## [TASK TO COMPLETE]
Starting at the line that contains "of the small", copy each line through the final one exactly as written.
## Start SOURCE MATERIAL
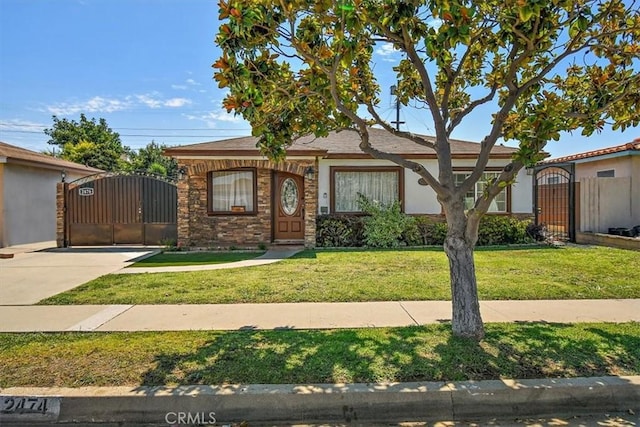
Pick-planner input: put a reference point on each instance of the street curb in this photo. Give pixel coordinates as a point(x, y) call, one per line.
point(322, 403)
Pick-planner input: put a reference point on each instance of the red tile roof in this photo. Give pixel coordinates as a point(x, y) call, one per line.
point(344, 144)
point(15, 154)
point(630, 146)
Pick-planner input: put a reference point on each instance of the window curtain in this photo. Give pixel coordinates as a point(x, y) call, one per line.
point(232, 188)
point(379, 186)
point(498, 204)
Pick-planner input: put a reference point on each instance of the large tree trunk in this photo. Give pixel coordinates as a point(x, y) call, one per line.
point(461, 238)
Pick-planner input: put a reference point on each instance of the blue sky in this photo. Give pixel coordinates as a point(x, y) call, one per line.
point(145, 66)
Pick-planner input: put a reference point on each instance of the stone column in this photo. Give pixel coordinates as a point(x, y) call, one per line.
point(184, 236)
point(61, 190)
point(311, 207)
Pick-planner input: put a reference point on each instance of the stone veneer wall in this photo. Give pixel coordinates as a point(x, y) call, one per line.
point(198, 229)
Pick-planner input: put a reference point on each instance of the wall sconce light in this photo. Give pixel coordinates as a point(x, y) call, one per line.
point(182, 172)
point(308, 172)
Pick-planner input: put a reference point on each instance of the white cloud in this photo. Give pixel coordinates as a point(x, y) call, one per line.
point(21, 125)
point(99, 104)
point(149, 100)
point(213, 118)
point(176, 102)
point(386, 51)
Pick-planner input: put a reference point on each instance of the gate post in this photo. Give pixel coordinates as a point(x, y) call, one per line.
point(182, 219)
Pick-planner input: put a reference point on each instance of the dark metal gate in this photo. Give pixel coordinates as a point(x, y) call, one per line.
point(110, 209)
point(554, 200)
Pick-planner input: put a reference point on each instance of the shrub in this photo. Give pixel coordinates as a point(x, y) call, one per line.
point(431, 232)
point(502, 230)
point(339, 231)
point(385, 224)
point(537, 232)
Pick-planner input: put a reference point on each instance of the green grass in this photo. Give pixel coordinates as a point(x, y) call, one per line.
point(194, 258)
point(382, 275)
point(429, 353)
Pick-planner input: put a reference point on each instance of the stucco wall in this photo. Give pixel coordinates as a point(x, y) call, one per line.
point(420, 199)
point(609, 202)
point(29, 204)
point(621, 165)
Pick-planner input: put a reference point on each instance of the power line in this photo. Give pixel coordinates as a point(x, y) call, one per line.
point(149, 135)
point(15, 125)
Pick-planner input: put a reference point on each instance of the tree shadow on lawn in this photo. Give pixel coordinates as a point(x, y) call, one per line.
point(430, 353)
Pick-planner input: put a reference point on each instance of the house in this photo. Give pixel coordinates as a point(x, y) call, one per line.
point(28, 193)
point(607, 190)
point(231, 195)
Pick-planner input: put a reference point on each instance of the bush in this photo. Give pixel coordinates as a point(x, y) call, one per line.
point(391, 228)
point(431, 232)
point(336, 230)
point(502, 230)
point(385, 224)
point(537, 232)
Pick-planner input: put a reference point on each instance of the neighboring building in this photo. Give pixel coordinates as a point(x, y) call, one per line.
point(231, 195)
point(608, 187)
point(28, 193)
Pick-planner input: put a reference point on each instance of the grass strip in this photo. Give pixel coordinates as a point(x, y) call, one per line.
point(380, 275)
point(427, 353)
point(194, 258)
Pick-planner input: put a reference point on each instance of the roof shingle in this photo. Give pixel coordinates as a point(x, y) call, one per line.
point(630, 146)
point(343, 144)
point(22, 155)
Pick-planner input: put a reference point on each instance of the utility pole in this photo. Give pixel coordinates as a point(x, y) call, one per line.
point(397, 122)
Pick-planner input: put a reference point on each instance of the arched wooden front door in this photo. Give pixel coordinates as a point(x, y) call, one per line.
point(288, 202)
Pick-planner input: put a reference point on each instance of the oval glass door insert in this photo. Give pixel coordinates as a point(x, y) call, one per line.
point(289, 196)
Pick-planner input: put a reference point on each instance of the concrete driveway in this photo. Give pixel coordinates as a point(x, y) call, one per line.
point(38, 271)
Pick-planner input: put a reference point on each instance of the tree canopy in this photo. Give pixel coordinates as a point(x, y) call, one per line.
point(94, 143)
point(297, 67)
point(150, 159)
point(88, 142)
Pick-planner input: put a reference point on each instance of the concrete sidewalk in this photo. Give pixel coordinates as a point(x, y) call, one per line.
point(300, 315)
point(40, 270)
point(275, 254)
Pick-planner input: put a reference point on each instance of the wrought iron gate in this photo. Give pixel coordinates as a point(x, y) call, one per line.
point(554, 200)
point(109, 209)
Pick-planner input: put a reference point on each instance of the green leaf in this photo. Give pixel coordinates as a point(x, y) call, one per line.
point(525, 13)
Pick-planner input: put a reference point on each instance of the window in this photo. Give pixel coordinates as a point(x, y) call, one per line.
point(607, 174)
point(383, 184)
point(499, 204)
point(232, 192)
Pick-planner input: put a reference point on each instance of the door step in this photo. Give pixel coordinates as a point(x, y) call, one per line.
point(296, 242)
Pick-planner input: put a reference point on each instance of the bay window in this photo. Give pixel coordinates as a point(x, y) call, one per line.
point(381, 184)
point(498, 205)
point(232, 191)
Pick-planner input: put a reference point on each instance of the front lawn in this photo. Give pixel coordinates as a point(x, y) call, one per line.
point(426, 353)
point(380, 275)
point(194, 258)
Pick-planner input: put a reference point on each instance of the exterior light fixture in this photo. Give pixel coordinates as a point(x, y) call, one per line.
point(309, 172)
point(182, 172)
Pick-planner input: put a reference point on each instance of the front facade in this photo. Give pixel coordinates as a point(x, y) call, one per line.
point(229, 195)
point(28, 193)
point(607, 187)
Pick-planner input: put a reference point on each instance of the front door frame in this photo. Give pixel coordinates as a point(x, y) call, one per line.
point(277, 213)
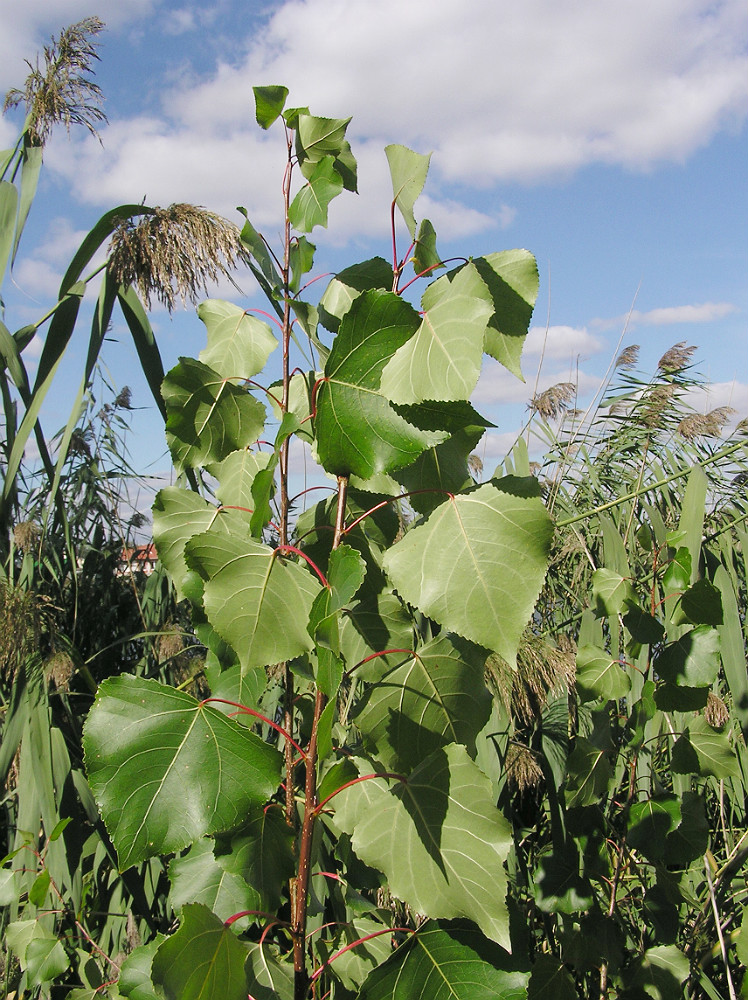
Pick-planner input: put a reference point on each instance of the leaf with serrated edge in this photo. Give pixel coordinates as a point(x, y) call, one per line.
point(358, 431)
point(309, 207)
point(196, 877)
point(235, 475)
point(442, 360)
point(432, 699)
point(408, 170)
point(256, 600)
point(166, 769)
point(713, 750)
point(476, 565)
point(511, 277)
point(203, 961)
point(445, 963)
point(437, 837)
point(207, 416)
point(599, 675)
point(239, 344)
point(178, 515)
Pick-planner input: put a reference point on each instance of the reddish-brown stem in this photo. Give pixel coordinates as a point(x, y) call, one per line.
point(384, 503)
point(310, 489)
point(273, 319)
point(249, 381)
point(245, 710)
point(315, 390)
point(394, 247)
point(354, 944)
point(253, 913)
point(428, 270)
point(283, 549)
point(301, 888)
point(357, 781)
point(311, 281)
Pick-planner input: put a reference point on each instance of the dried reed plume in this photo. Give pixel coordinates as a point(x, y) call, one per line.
point(552, 403)
point(543, 672)
point(522, 768)
point(26, 535)
point(706, 424)
point(656, 402)
point(715, 713)
point(174, 253)
point(60, 90)
point(629, 357)
point(676, 358)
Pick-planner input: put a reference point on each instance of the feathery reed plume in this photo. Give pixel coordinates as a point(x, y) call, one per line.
point(60, 91)
point(26, 535)
point(521, 767)
point(552, 403)
point(676, 358)
point(656, 402)
point(629, 357)
point(174, 253)
point(705, 424)
point(543, 671)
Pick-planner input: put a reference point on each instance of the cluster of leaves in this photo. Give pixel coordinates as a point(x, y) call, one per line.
point(416, 764)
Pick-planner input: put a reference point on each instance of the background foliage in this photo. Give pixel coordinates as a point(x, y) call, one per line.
point(444, 733)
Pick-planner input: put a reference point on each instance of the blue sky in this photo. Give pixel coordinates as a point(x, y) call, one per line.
point(609, 138)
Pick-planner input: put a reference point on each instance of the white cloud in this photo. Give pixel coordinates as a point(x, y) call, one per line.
point(561, 342)
point(706, 312)
point(497, 386)
point(177, 22)
point(40, 272)
point(529, 91)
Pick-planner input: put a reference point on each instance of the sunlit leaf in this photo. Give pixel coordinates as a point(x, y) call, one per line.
point(261, 853)
point(437, 837)
point(348, 284)
point(408, 171)
point(196, 877)
point(692, 660)
point(477, 564)
point(358, 432)
point(269, 104)
point(317, 138)
point(702, 604)
point(442, 360)
point(446, 963)
point(166, 769)
point(511, 277)
point(599, 675)
point(239, 344)
point(434, 698)
point(256, 600)
point(179, 514)
point(440, 470)
point(208, 416)
point(268, 978)
point(202, 961)
point(309, 207)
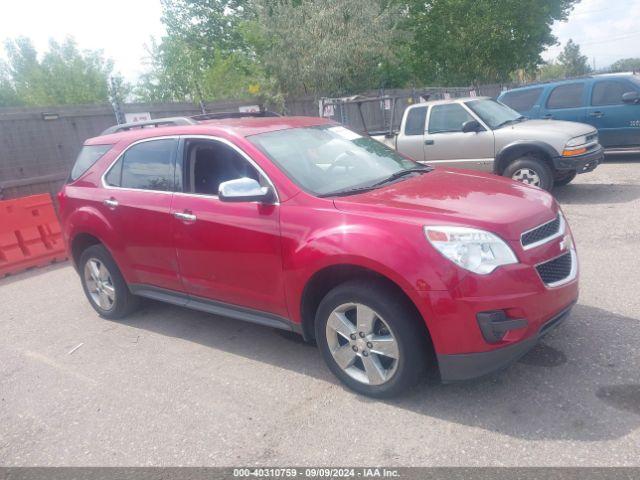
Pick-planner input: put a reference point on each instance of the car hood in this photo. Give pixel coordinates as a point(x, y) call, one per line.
point(541, 128)
point(458, 197)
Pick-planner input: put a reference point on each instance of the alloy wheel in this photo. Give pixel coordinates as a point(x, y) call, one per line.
point(99, 284)
point(362, 344)
point(526, 175)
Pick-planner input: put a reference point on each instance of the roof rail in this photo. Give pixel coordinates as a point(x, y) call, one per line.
point(158, 122)
point(222, 115)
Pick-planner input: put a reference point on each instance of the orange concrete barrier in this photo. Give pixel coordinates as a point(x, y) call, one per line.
point(30, 234)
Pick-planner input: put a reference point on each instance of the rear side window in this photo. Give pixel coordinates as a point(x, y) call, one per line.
point(88, 156)
point(609, 92)
point(566, 96)
point(448, 118)
point(415, 121)
point(522, 100)
point(145, 166)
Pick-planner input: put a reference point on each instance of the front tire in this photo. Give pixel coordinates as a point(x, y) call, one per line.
point(104, 285)
point(371, 338)
point(530, 170)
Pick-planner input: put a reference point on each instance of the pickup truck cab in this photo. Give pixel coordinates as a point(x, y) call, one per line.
point(482, 134)
point(609, 103)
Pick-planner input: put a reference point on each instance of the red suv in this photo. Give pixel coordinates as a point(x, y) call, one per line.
point(298, 223)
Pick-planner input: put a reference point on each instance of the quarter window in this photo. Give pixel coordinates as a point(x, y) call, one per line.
point(448, 118)
point(608, 92)
point(521, 100)
point(566, 96)
point(145, 166)
point(416, 119)
point(88, 156)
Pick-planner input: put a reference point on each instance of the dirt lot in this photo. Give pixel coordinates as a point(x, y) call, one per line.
point(175, 387)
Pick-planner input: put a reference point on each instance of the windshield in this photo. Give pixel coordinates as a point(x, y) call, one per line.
point(330, 159)
point(493, 113)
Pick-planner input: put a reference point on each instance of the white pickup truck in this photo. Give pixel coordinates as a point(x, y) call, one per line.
point(483, 134)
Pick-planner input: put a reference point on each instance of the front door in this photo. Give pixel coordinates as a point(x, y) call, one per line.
point(227, 252)
point(446, 144)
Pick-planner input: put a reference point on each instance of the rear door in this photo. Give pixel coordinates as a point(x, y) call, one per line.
point(567, 101)
point(618, 123)
point(446, 144)
point(138, 194)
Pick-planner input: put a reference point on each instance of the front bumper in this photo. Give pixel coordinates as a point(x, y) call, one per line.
point(580, 163)
point(458, 367)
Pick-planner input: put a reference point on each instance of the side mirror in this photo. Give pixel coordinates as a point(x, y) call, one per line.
point(631, 97)
point(244, 190)
point(471, 126)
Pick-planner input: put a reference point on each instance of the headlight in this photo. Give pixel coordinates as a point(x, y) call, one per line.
point(574, 142)
point(475, 250)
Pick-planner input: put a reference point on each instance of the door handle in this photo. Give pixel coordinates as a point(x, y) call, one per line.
point(185, 216)
point(112, 203)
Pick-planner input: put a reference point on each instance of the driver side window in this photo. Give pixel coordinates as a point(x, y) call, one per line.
point(448, 118)
point(209, 163)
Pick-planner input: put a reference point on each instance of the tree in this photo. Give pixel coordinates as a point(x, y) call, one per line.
point(626, 65)
point(326, 48)
point(65, 75)
point(8, 95)
point(464, 42)
point(572, 61)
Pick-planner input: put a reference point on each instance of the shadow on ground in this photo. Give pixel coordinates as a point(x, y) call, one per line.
point(578, 384)
point(596, 193)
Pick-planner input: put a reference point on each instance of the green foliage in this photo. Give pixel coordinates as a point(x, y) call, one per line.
point(551, 71)
point(573, 63)
point(329, 47)
point(626, 65)
point(463, 42)
point(65, 75)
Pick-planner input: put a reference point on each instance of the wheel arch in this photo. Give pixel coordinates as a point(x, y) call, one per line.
point(518, 149)
point(329, 277)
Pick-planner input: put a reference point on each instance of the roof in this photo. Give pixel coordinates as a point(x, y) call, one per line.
point(573, 79)
point(241, 127)
point(450, 100)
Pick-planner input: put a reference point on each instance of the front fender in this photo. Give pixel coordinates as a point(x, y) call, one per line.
point(518, 148)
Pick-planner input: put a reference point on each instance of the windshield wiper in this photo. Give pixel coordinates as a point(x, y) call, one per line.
point(347, 191)
point(402, 173)
point(366, 188)
point(513, 120)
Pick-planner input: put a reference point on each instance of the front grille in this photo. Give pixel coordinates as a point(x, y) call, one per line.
point(540, 233)
point(555, 270)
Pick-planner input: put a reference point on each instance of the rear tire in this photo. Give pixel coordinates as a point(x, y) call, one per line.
point(565, 179)
point(371, 338)
point(530, 170)
point(104, 285)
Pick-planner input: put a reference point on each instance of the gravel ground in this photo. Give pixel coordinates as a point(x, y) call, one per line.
point(169, 386)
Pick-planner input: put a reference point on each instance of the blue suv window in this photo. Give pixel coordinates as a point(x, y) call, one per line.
point(609, 92)
point(566, 96)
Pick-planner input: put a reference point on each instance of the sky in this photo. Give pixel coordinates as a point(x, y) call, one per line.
point(606, 30)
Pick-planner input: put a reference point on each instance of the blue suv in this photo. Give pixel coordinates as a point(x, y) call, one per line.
point(609, 102)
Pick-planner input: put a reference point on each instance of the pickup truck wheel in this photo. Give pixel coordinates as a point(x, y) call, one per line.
point(370, 339)
point(530, 170)
point(565, 179)
point(104, 285)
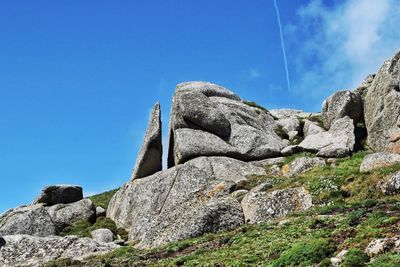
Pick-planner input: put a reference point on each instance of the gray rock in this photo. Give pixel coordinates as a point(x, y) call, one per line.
point(63, 215)
point(311, 128)
point(189, 220)
point(337, 142)
point(206, 88)
point(100, 211)
point(290, 150)
point(339, 258)
point(38, 220)
point(239, 194)
point(379, 160)
point(103, 235)
point(181, 198)
point(382, 107)
point(289, 124)
point(383, 245)
point(30, 220)
point(259, 206)
point(60, 194)
point(33, 251)
point(340, 105)
point(149, 160)
point(390, 185)
point(214, 123)
point(302, 165)
point(267, 162)
point(291, 113)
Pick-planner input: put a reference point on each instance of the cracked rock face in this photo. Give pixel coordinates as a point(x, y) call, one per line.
point(60, 194)
point(337, 142)
point(39, 220)
point(260, 206)
point(182, 202)
point(26, 250)
point(209, 120)
point(379, 160)
point(149, 160)
point(382, 108)
point(342, 104)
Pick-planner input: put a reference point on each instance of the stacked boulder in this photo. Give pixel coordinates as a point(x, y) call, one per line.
point(29, 234)
point(215, 142)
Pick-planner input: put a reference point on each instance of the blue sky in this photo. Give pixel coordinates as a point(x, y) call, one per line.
point(78, 78)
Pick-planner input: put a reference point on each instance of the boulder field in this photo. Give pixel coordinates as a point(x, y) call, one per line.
point(217, 144)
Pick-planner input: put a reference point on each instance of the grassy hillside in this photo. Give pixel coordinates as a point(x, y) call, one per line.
point(349, 212)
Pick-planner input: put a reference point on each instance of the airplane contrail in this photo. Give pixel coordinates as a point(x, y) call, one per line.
point(282, 44)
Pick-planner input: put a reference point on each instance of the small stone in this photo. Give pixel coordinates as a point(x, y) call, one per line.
point(379, 160)
point(302, 165)
point(390, 185)
point(103, 235)
point(60, 194)
point(100, 211)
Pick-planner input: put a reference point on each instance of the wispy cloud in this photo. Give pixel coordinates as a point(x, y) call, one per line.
point(278, 16)
point(253, 73)
point(344, 43)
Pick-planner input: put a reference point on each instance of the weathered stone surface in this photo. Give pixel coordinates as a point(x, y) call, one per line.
point(291, 113)
point(32, 251)
point(206, 88)
point(39, 220)
point(337, 142)
point(103, 235)
point(290, 150)
point(149, 160)
point(382, 107)
point(191, 219)
point(339, 258)
point(30, 220)
point(391, 184)
point(207, 122)
point(311, 128)
point(179, 197)
point(260, 206)
point(379, 160)
point(289, 124)
point(65, 214)
point(100, 211)
point(340, 105)
point(382, 245)
point(60, 194)
point(302, 165)
point(266, 162)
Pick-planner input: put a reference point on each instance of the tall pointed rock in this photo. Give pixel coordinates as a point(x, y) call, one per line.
point(149, 160)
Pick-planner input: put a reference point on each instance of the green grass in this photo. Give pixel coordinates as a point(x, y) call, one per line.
point(349, 213)
point(102, 200)
point(355, 258)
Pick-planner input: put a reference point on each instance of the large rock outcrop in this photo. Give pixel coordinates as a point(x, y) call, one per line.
point(340, 105)
point(33, 251)
point(382, 108)
point(60, 194)
point(259, 205)
point(379, 160)
point(149, 160)
point(39, 220)
point(337, 142)
point(209, 120)
point(182, 202)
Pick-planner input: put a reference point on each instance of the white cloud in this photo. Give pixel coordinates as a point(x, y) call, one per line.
point(253, 73)
point(341, 45)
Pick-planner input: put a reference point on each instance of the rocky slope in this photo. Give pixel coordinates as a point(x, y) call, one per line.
point(236, 168)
## End SOURCE MATERIAL
## [COMPLETED TASK]
Pick-planner input: put a reference point on each instance of the small stone in this photo. Give pixel coordinates as a point(x, y) call, one per line.
point(379, 160)
point(302, 165)
point(390, 185)
point(103, 235)
point(60, 194)
point(100, 211)
Pick-planner input: put a reference point on each instance of the wispy cloud in this photo. Give pixel coordinates as a point(x, y) call, one per line.
point(278, 16)
point(253, 73)
point(344, 43)
Pick-planner input: put a reference point on each instance of the weathered stone surface in this photo. Give pixel coordinates as a point(x, y) call, one per line.
point(291, 113)
point(32, 251)
point(206, 88)
point(39, 220)
point(337, 142)
point(103, 235)
point(290, 150)
point(149, 160)
point(382, 107)
point(191, 219)
point(339, 258)
point(30, 220)
point(391, 184)
point(207, 122)
point(311, 128)
point(179, 197)
point(260, 206)
point(379, 160)
point(289, 124)
point(65, 214)
point(100, 211)
point(340, 105)
point(382, 245)
point(60, 194)
point(302, 165)
point(266, 162)
Pick-planner input: put a reference point on each instance of the tall pointed rock in this photo. Give pixel coordinates as a point(x, y) call, one per line.
point(149, 160)
Pick-planner input: put a reference point on each instance of the green grass in this photo. Give pixel coordinates as a point(x, y) call, one per line.
point(349, 213)
point(102, 200)
point(355, 258)
Pick-planner input: put a reference point on each instance of the large rock outcrop in this photo. Give pixel coordinates as a point(x, y) call, one per line.
point(340, 105)
point(33, 251)
point(382, 108)
point(60, 194)
point(259, 205)
point(379, 160)
point(149, 160)
point(39, 220)
point(337, 142)
point(209, 120)
point(182, 202)
Pick-planner input: put a reference point on each instance of the white cloud in this photo. Give pixel coordinates as a point(x, y) call, one per line.
point(253, 73)
point(341, 45)
Pick-planner input: put a reference point on each instance of the rocky slope in this photo. Give pixel coordinates as a point(x, y) call, one per line.
point(236, 168)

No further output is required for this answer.